"Deciphering and targeting mechanisms involved in resistance to anti-angiogenic therapy is critical to realizing the full potential of this promising cancer therapy," says Dai Fukumura, MD, PhD, deputy director of the Steele Labs, co-senior author of the paper. "Not only is this the first report investigating the role in anti-angiogenic cancer therapy of a subset of innate immune cells - Ly6Clow or non-classical monocytes - it is also the first to find an immunosuppressive function for these cells and to identify that as the key mechanism conferring resistance to anti-angiogenic therapy."
‘Since tumur cannot grow beyond a certain size or spread without a blood supply, scientists are trying to find ways to block tumor angiogenesis.’
Angiogenesis inhibitors - often given in combination with traditional therapies - can improve treatment for several types of cancer, both by restricting the growth of new blood vessels and by "normalizing" the abnormal vessels in and around a tumor that can interfere with both chemotherapy and radiation therapy. But resistance to anti-angiogenic therapy limits the drugs' survival benefits. Several studies have suggested a role in the development of resistance for the immune system - particularly innate immune cells that suppress immune activity. But how specific subsets of these cells contribute to resistance has not been defined.
A series of experiments in mouse models of colorectal cancer first revealed that treatments blocking the vascular endothelial growth factor (VEGF) pathway - the target of approved anti-angiogenic drugs - induce the accumulation of monocytes and neutrophils. It soon became apparent that the buildup of non-classical monocytes - a subset previously identified as patrolling healthy blood vessels and possibly having an anti-tumor effect in lung cancer - was responsible for development of an immunosuppressive tumor microenvironment in colorectal cancer.
The research team identified the signaling pathway by which VEGF blockade induces expression of a molecule called CX3CL1 on tumor cells, attracting non-classical monocytes that carry the matching receptor. Those cells, in turn, attract neutrophils with another molecule called CXCL5; and both immune cells express factors that inhibit the proliferation of T cells, reducing the overall immune response to the tumor. Examination of biopsy samples taken from human patients before and after anti-angiogenic therapy revealed that expression of these chemokines - molecules that attract immune cells - increased in response to anti-VEGF treatment.

§ Task instructions:
A - Rewrite the passage on anti-angiogenic therapy resistance, starting at "A series of" and ending at "in colorectal cancer.", with "colorectal cancer" replaced by "pancreatic cancer".
B - Answer these questions from the passage on anti-angiogenic therapy resistance:
(i) What position does Dai Fukumura hold at the Steele Labs?
(ii) Which molecule do non-classical monocytes use to attract neutrophils?
(iii) Which pathway do approved anti-angiogenic drugs target?
C - Continue the passage on anti-angiogenic therapy resistance from the point where it stops.

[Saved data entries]
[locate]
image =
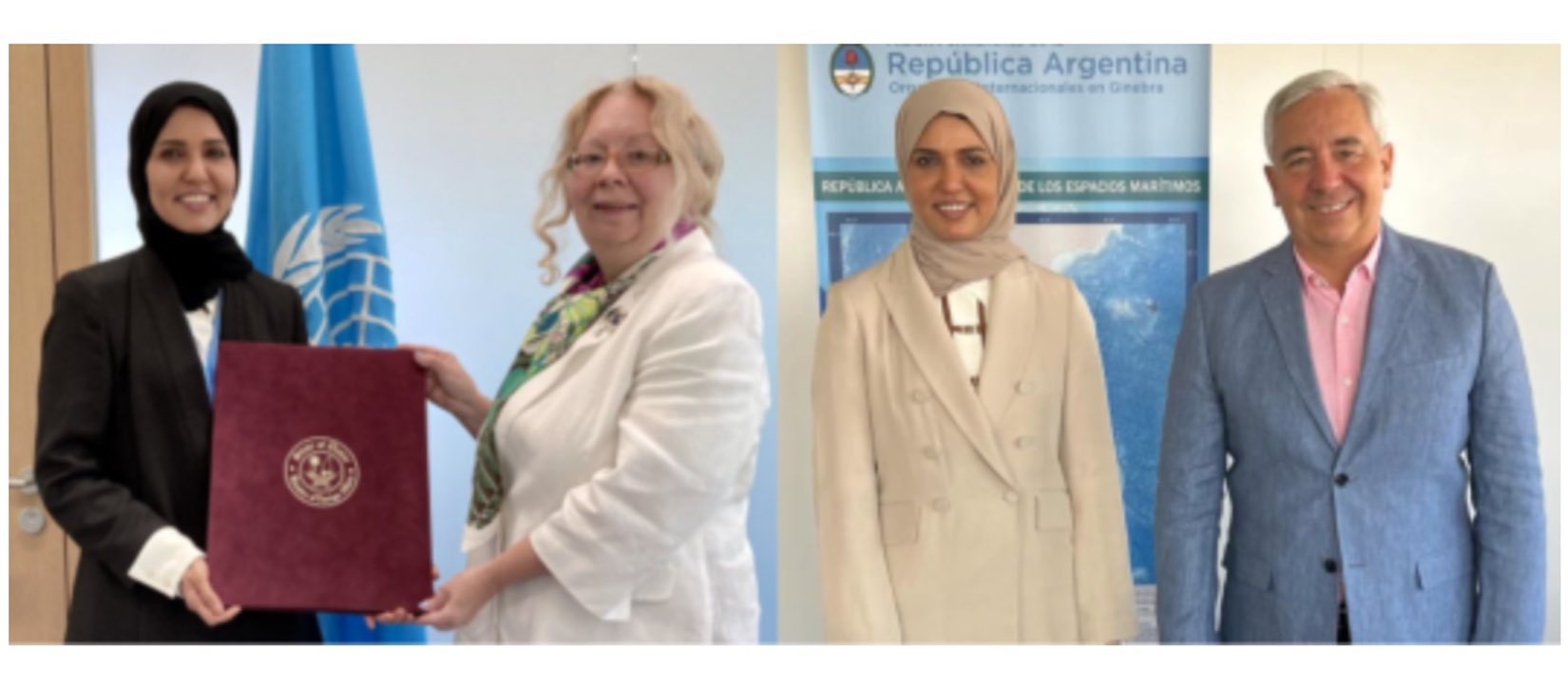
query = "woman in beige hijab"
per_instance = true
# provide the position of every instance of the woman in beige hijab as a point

§ Answers provided:
A -
A series of experiments in mouse models of pancreatic cancer first revealed that treatments blocking the vascular endothelial growth factor (VEGF) pathway - the target of approved anti-angiogenic drugs - induce the accumulation of monocytes and neutrophils. It soon became apparent that the buildup of non-classical monocytes - a subset previously identified as patrolling healthy blood vessels and possibly having an anti-tumor effect in lung cancer - was responsible for development of an immunosuppressive tumor microenvironment in pancreatic cancer.

B -
(i) Deputy director
(ii) CXCL5
(iii) The vascular endothelial growth factor (VEGF) pathway

C -
Since several methods of experimentally blocking the pathway improved the effects of anti-VEGF therapy in the mouse models, the team collaborated with Massachusetts Institute of Technology investigators to develop a potential gene therapy approach. Utilizing nanoparticle-delivered RNA interference against the interaction between CX3CL1 and its receptor, the approach significantly reduced the infiltration of non-classical monocytes into treated tumors and increased the beneficial effects of anti-VEGF therapy in a mouse model.
"Targeting resistance mechanisms can improve the efficacy of anti-angiogenic therapy drugs and help fulfill their promise against cancer," says Fukumura, an associate professor of Radiation Oncology at Harvard Medical School (HMS). "Our study's unveiling of a novel resistance mechanism to anti-VEGF therapy and the molecular mechanism underlying that resistance offers a basis for the development of novel and efficient immunotherapeutic strategies to treat solid tumors."
Rakesh K. Jain, PhD, director of the Steele Labs and co-senior author of the Journal of Clinical Investigation report, adds, "Tumors also escape the immune system through immune checkpoint molecules like PD-1 and CTLA-4, which are the targets of recently approved drugs. But that strategy has been effective only in some tumor types and in only a fraction of patients. Therapeutic strategies based on our findings regarding the immunosuppressive action of non-classical monocytes may prove to have synergistic effect with those approved immune checkpoint inhibitors." Jain is the Cook Professor of Radiation Oncology (Tumor Biology) at HMS.